## GOAL
Every entry must be repeated exactly. Exclude all pictures.

## DATA ROWS
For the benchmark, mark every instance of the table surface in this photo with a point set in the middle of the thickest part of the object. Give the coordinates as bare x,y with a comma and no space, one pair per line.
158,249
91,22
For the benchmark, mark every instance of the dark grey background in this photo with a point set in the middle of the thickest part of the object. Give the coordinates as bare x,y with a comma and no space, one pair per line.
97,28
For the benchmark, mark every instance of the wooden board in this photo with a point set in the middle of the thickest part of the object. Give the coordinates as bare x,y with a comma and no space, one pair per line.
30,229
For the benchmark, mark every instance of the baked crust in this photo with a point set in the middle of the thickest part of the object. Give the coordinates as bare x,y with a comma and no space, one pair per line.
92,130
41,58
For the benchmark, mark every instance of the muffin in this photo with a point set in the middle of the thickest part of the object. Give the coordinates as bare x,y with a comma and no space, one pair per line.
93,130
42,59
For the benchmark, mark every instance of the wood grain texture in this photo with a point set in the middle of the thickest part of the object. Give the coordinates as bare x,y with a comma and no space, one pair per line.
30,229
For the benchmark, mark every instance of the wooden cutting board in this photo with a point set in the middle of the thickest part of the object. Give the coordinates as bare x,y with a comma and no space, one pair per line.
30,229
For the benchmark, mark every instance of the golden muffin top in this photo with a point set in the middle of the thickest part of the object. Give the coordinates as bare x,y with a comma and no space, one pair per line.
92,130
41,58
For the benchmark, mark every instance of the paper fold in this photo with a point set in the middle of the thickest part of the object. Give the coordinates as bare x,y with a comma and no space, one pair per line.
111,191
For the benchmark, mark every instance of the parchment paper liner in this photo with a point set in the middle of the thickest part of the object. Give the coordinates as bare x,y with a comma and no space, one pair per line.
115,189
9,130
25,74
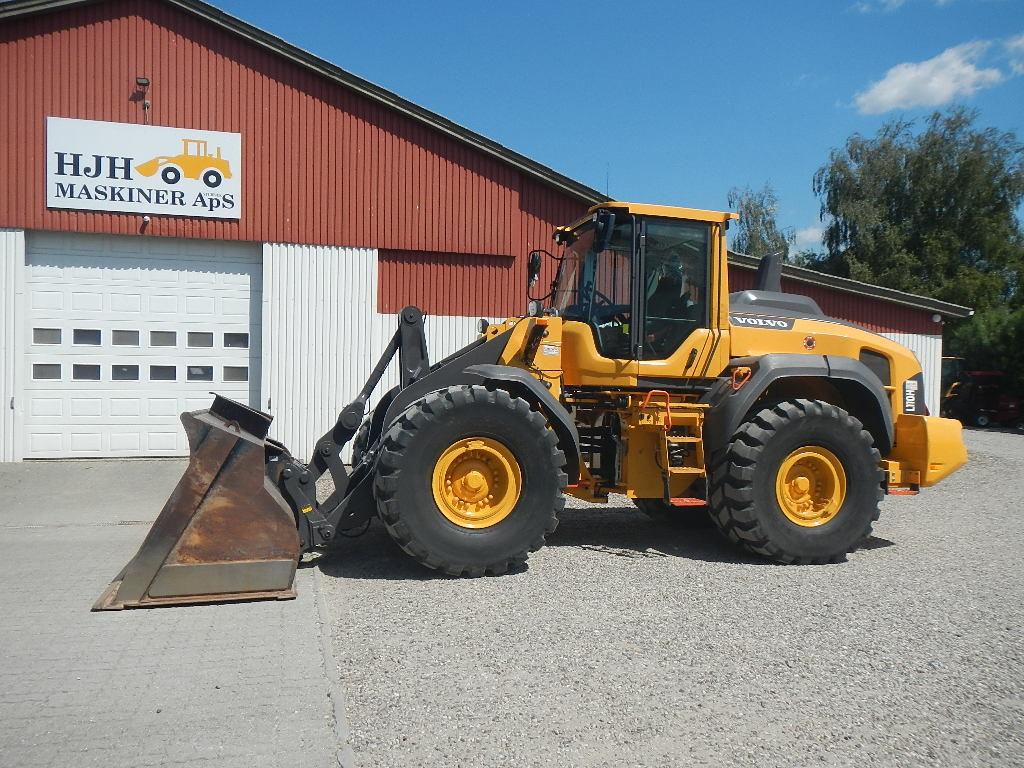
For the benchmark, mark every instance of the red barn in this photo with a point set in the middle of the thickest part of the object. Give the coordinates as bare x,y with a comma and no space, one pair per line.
189,203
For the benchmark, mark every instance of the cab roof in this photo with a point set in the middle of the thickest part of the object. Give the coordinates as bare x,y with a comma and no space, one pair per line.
672,212
644,209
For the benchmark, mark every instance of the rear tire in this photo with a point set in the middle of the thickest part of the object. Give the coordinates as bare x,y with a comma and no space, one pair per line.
413,461
750,483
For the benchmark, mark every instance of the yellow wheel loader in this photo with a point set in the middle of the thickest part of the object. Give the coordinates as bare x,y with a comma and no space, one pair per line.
638,374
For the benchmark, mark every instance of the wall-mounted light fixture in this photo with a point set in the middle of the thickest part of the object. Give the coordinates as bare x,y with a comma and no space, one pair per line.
142,86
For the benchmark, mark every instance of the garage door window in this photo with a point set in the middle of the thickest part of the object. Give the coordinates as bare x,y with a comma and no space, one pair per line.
124,338
88,336
163,373
124,373
236,373
46,336
46,371
201,373
85,373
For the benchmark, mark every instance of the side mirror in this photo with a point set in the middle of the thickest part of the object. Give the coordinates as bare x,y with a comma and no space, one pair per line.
532,268
605,227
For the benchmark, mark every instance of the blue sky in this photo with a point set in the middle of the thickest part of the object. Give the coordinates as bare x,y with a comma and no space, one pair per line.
676,102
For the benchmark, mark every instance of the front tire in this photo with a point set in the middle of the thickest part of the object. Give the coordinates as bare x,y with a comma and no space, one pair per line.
800,482
212,178
171,174
469,481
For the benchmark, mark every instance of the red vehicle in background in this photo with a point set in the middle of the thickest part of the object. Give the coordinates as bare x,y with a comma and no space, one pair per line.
981,398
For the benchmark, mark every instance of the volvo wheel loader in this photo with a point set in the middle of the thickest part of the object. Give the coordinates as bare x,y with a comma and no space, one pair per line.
638,374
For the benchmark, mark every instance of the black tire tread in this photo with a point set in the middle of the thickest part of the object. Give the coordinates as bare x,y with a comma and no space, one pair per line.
393,456
731,498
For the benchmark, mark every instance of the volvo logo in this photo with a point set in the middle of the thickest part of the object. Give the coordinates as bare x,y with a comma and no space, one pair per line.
752,321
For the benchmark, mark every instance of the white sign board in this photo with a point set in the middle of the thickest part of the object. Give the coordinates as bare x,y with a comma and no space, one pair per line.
96,166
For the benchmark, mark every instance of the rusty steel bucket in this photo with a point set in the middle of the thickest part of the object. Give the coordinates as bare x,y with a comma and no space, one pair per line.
225,532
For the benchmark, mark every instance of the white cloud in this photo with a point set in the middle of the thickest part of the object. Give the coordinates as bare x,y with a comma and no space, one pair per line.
1015,50
808,238
869,6
931,83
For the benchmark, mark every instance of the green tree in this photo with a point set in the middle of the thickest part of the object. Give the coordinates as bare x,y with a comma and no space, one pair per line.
934,212
758,232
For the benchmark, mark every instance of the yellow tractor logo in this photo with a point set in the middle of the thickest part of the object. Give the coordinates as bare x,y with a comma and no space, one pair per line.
194,162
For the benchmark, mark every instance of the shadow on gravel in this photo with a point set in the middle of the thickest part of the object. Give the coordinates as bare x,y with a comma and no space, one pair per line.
373,555
622,531
614,531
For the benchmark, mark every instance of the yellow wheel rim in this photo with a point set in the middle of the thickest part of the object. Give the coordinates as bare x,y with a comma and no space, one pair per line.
476,482
811,485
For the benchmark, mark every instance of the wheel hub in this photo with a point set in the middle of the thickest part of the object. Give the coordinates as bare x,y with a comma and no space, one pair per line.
476,482
810,486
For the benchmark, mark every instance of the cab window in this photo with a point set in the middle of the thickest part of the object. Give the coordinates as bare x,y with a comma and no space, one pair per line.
675,284
595,288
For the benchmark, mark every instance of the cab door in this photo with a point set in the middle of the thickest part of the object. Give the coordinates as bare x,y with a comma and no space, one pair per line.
680,294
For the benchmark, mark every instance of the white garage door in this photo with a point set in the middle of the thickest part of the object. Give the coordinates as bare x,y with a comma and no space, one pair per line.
126,333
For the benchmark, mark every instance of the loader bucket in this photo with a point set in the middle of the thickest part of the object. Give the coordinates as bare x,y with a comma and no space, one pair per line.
225,532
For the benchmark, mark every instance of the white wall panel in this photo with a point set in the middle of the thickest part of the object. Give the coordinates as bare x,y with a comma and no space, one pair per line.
323,335
11,313
318,333
928,348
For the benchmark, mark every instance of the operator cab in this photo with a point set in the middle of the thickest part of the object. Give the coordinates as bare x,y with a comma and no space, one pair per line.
638,275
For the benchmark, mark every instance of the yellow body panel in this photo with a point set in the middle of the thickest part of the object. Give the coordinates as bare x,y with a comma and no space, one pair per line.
193,161
928,449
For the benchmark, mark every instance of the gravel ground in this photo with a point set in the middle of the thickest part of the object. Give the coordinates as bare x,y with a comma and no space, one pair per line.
629,643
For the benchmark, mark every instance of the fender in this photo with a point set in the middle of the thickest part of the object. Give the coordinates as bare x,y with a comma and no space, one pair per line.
853,378
520,384
476,365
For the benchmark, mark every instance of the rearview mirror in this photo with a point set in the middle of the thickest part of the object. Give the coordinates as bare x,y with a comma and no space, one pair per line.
532,268
604,227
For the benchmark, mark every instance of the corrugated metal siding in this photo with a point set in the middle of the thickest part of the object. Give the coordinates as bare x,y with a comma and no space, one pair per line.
318,350
875,314
322,164
318,332
928,348
11,311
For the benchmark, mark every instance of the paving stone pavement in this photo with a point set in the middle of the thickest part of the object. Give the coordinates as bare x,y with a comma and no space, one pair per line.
224,685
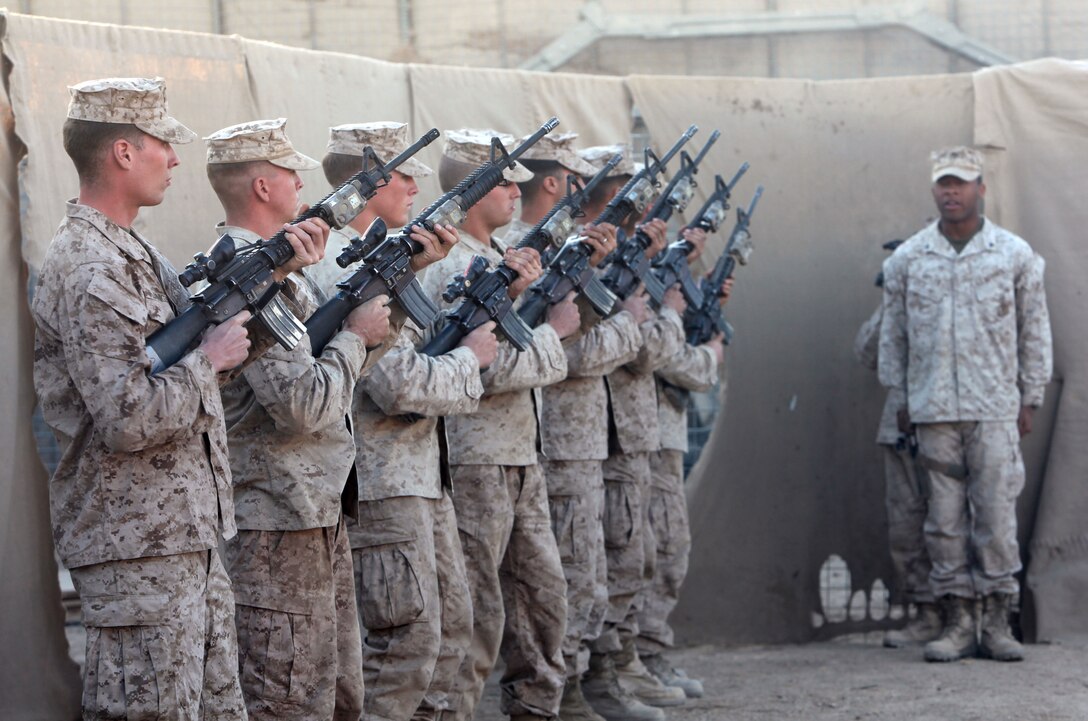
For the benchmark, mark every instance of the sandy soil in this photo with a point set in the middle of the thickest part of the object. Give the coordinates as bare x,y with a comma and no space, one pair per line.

## TASK RESULT
For the benchmark, mark every instance of the table surface in this photo with a point set in the middle of the thickest part of the object. Give the coordinates as bare x,y with a comma and no space, one pair per line.
158,249
91,22
For the benchmark, mark every instance of the dark grey background in this photo with a point set in the middle of the thickest part of the object. Give the coordinates as bare x,y with a comma and no space, one pair per line.
97,28
For the benchmark, mark every instance of the wooden board in this photo with a point set in the middle of the thickest part of the object. Give the coordinates as bare x,y with a comma and no space, one pair per line.
30,229
For the benchmark, mark every instance of the baked crust in this photo with a point set in the middle of the thickest part of the object. Give the coordinates as bare x,y with a comma and no space, one pair per line.
92,130
41,58
For the benchmark, mark every instance of the muffin in this photo with a point set in the middle of the thickest part of the object. Give the coordinates as bare x,y with a comma and no space, one pair per line.
93,130
42,59
For the benchmark, mark every instance of the wood grain texture in this photo with a point set in the middle of the thickest part of the object. Give the coordinates as bare x,y with a comma and no space, one pair per line.
30,229
For the benchmark, mark every instance of the wooden cutting board in this photo with a point set in the middle of the thickest part of the object. Give the coordinates as bare x,y with a comma and no space, one pair per line.
30,229
For the benchmark, mark every instance of the golden muffin top in this photo with a point set in the middle of the thickest part of the object. Give the coordinates as bare x,y with a comma and no space, one pair per line.
92,130
41,58
For the benchmark, mark every instance of the paper fold in this photo with a point set in the middle of the thickest part of the object. Give the coordinates as bare x,y with a comma and no space, one pair per line.
111,191
For the benchmark, mark every instance of the parchment paper liner in this photo with a point set in the middle of the thickest part of the object. Give the coordinates as bare x,y with a comma and no space, one pair per line.
115,189
9,130
25,74
For the benchmark, mark every instance of the red barn in this photo with a point set in the middle of the thickest part of the object. Give the coordinates as bare x,y with a comma and no space, one pair per line.
189,203
For the benchmark, mark every instance of the cab roof in this photo with a point set in the middle of the thickest part of the object. Give the coordinates as bare x,y with a comma and no space, one pair per line.
672,212
644,209
For the benchmark, mark every instance of the rear tire in this photo with a point set in the middle of the thickest part of the object. Give the coordinates as bare x,y with a comma and no space, one pair per line.
413,461
750,483
For the benchmark, mark every instance of the yellow wheel loader in this photo with a point set in the middle of the thickest part of the object. Give the coordinates as bare x,y with a comma and no space, one pair per line.
638,374
For the benchmark, mark every instance of the wall-mounted light fixture in this photo with a point set in the middle of the thickest part of the object. Give the coordinates as bare x,y with a comma and no space, one pair per line.
142,86
For the benchmark, mark every instance of the garage door window in this photo with a point set in the middle of the thickest part of the object. Give the coordinates as bare x,y with a comma and no space, one pair per line.
124,338
88,336
163,373
124,373
236,373
46,336
46,371
201,373
85,373
For the benchmark, mark every instance of the side mirror in this photo with a point set in the middle of the thickest part of the object. Give the coordinates as bare x,y with a comma and no space, one pair per line.
532,268
605,227
For the benchmark, mark every instance of the blue sky in this photo with a point set in the middle of the thickest part of the object. Give the coordinates as bare x,y with a comma and no space, one pair per line.
676,102
For the benchmark, mark every instance of the front tire in this photo with a point set in the middle of the thickest part of the object. Give the coordinates as bare x,y with a comma and no space, one pair per line.
800,482
212,178
171,174
469,481
For the benchmark, mark every instance of the red vehicle in background in this photo with a point set in the middle of the thickest part of the object. Give the coordinates as bare x,y with a comma and no space, one pair per line.
981,398
For the benchmark, mark every instance of the volvo wheel loader in this photo with a point set in the middle of the thickest part of the object. Give the coordinates as bare x,y with a comma and no space, one pair per line.
638,374
For the benchmark, mark every instance of the black tire tread in this photo with a point set in the middle of the thickest part of the object. Give the coordinates as bare x,y with a comma and no space, one pair per line.
393,456
731,498
For the benchmark, mark every instance of the volvo logo in this photo with a point set in the middle of the thickest part of the object. Give the coordinates as bare x,y with a comma and no space, one pair per line.
752,321
For the benchmark, mark every instance of the white sign board in this photo with a point set in the middle of the thickest part of the object. Give the coordinates as bare x,y with a comma and no space, one pair per line.
96,166
For the benchmark, mark every instance of the rusty steel bucket in this photo with a point set in the middle of the thickest part of the object. Give the coordinates as bare x,y with a comma and no space, one pair per line.
225,532
For the benchmark, mark every instance of the white cloud in this photo with a point set in the middle of the thickest part of the object. Give the coordinates as bare x,y with a comma and no space, one pair per line.
1015,50
808,238
869,6
931,83
For the benchmark, mark every instance of the green tree in this photo with a point set in the middle of the thickest part of the object. Give the coordinates as bare x,y with a comma and no space, one pair per line.
934,212
758,232
For the benchmark, mark every instance of the yellow tractor logo in this photo with a point set in the middle of the thickest part of the object. Give the coordinates as bare x,y with a comma and no space, one pair per line.
194,162
For the benchmark, mark every instance of the shadow on gravel in this photo with a point set in the middle of the thickest part of the object. Give the coordinates as bare x,y with a comma and no space, one pair per line.
373,555
622,531
614,531
For the benchmark, mark every instance of the yellow wheel rim in this photo with a point set in the middle of the thickest part of the object. Give the coordinates as bare x,y with a comma and no space, one pair per line.
476,482
811,485
For the benchmark, mark every instance of the wheel hub in this photo with a point set in the middle of the thickest part of the object. Give the coordinates as bare x,y with a comma and no space, one pair per line.
476,482
810,486
For the benchmark, mark every instance of the cab window in this photo with a point set in the middle of the thickest part of the object. Give the coordinates as bare x,y with a comma and no space, one pair per line.
675,284
595,288
For the benchmark, mark every instance of the cab door in this photo with a point set in the middle of the thickest part of the object. Give the coordinates as bare x,y with a comma and no space, one pair per line.
680,294
For the benchmark, mark every instance of the white garage door in this photo with a point set in the middle of the thickest part of the object. Give the coordinates as bare x,y with a comma and no space, one pair per line.
126,333
For the benchmark, mark every instance of the loader bucket in this photo with a point set in the middle of the thickest part of the object. Give the coordinates as bare x,y with a comma and no space, one pair per line.
225,532
For the benchmark, mark every instance of the white wall panel in this photo with a point set in the middle of the thickest part of the object. Give the coordinates as bare x,y with a comma and no space, one pair per line.
323,335
11,313
318,333
928,348
For the benchmark, mark every instance of the operator cab in this photo with a point set in the middle of the thickest part of the object. Give the coordinates as bare x,y with a comma and no space, one pair per line.
638,275
For the benchmark, mark every instance of the yellow body panel in this photo with a point set in the middle of the thickest part of the object. Give the coordinates as bare x,y with a comma and no space, one pair per line.
193,161
928,449
For the benchmark, mark every instance of the gravel ground in this photo with a point set in the middle of the thickest part of the object. Give the coordinates as bare x,y with a comma and no space, one pair per line.
629,643
For the benchmark, mark every instance of the fender in this photo with a point set in the middle of the thickest part of the object. Give the coordinates as bare x,y with a comma and no space, one pair per line.
853,378
520,384
476,365
For the benchmark, mark every instance of the rearview mirror in this photo with a point set in the middle of the thickest part of the object. Give the coordinates as bare x,y with a comma and no space, one pair per line.
532,268
604,227
For the benchmark, mark every instance of the corrugated metal siding in this photo with a point set in the middle of the thickest part of the object. Give the coordinates as bare x,y with a comma and no space, one pair per line.
318,350
875,314
322,164
318,332
928,348
11,311
For the benchmark, mark every instance of the paving stone pavement in this photo with a point set in the middle of the thickest part of the object. Give the coordinates as bare x,y with a comma and no space, one pair per line.
224,685
For the benchmark, mark every instance of the sandy soil in this photo with a point set in the middle of the thickest part of the object. Give the coordinates as bare x,y with a comma and no space, one pair per line.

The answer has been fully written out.